### 取り組む課題
イザヤ書32章を扱った説教の原文から、「序−自分を取り巻く環境が大き」から「もできなくなるというのです。」までを、両端の語句も含めて一字も変えずに書き写しなさい。

2015年7月12日「のんきな、うぬぼれている者よ」イザヤ32:9〜20

序−自分を取り巻く環境が大きく変化している時、それでも、それに対処することなど考えず、このままで大丈夫だと安逸に逃避する人がいます。人は、変わるよりも、心の安逸主義に陥りがちです。このままうまく行く、思うようになるはずだという勝手な思いを持つのです。ユダの神の民もまた、このような安逸主義に陥っていたのです。

T−安逸な女性たち−9〜10
 アッシリアの侵略に備えて、指導者たちがエジプトに頼り、間違った導きをして、南ユダ王国を滅びに向かわせていた時、女性たちはどうしていたのでしょう。9節。女性たちは、「のんきに、うぬぼれていた」というのです。女性たちがのんきでいた理由はなんでしょう。知らなかったか、気に留めなかったようです。まもなくアッシリアが攻めて来て、エルサレムも廃墟となるということを知らなかったために、のんきにしていたのです。うわさ話にはのぼっていても、あんまり気にしていなかった。私たちのエルサレムが陥落するはずがないとうぬぼれていたのです。
 どうして、指導者でもない女性たちに警告されているのでしょうか。女性たちは家庭を預かり、支えている人たちです。その家庭の要が、のんきに、うぬぼれていたなら、民全体がそうなるからです。国の指導者たちよりも、重要だということです。為政者たちが罪に陥っていても、国全体がそうなることはないのですが、女性たちが神様から離れ罪に陥っていたなら、深く家庭の中に罪が浸透します。影響力は、大きいのです。国や地域を良くするのも女性たちにかかっています。
 元々預言者が男性たちに神様の御言葉を伝え、男性たちが家の者たちに教えるようになっていました。しかし、今や民の置かれた状況は、危急存亡の時です。女性たちがしっかりして、その危機に備えなければならなかったからです。一年後にはどうなると警告されていますか。10節。今ブドウがたわわに実っているけれども、来年には収穫がなくなる、取り入れもできなくなるというのです。

### 提示資料
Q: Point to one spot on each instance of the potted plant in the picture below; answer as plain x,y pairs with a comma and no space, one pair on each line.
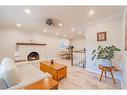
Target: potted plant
105,54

### 解答
序−自分を取り巻く環境が大きく変化している時、それでも、それに対処することなど考えず、このままで大丈夫だと安逸に逃避する人がいます。人は、変わるよりも、心の安逸主義に陥りがちです。このままうまく行く、思うようになるはずだという勝手な思いを持つのです。ユダの神の民もまた、このような安逸主義に陥っていたのです。

T−安逸な女性たち−9〜10
 アッシリアの侵略に備えて、指導者たちがエジプトに頼り、間違った導きをして、南ユダ王国を滅びに向かわせていた時、女性たちはどうしていたのでしょう。9節。女性たちは、「のんきに、うぬぼれていた」というのです。女性たちがのんきでいた理由はなんでしょう。知らなかったか、気に留めなかったようです。まもなくアッシリアが攻めて来て、エルサレムも廃墟となるということを知らなかったために、のんきにしていたのです。うわさ話にはのぼっていても、あんまり気にしていなかった。私たちのエルサレムが陥落するはずがないとうぬぼれていたのです。
 どうして、指導者でもない女性たちに警告されているのでしょうか。女性たちは家庭を預かり、支えている人たちです。その家庭の要が、のんきに、うぬぼれていたなら、民全体がそうなるからです。国の指導者たちよりも、重要だということです。為政者たちが罪に陥っていても、国全体がそうなることはないのですが、女性たちが神様から離れ罪に陥っていたなら、深く家庭の中に罪が浸透します。影響力は、大きいのです。国や地域を良くするのも女性たちにかかっています。
 元々預言者が男性たちに神様の御言葉を伝え、男性たちが家の者たちに教えるようになっていました。しかし、今や民の置かれた状況は、危急存亡の時です。女性たちがしっかりして、その危機に備えなければならなかったからです。一年後にはどうなると警告されていますか。10節。今ブドウがたわわに実っているけれども、来年には収穫がなくなる、取り入れもできなくなるというのです。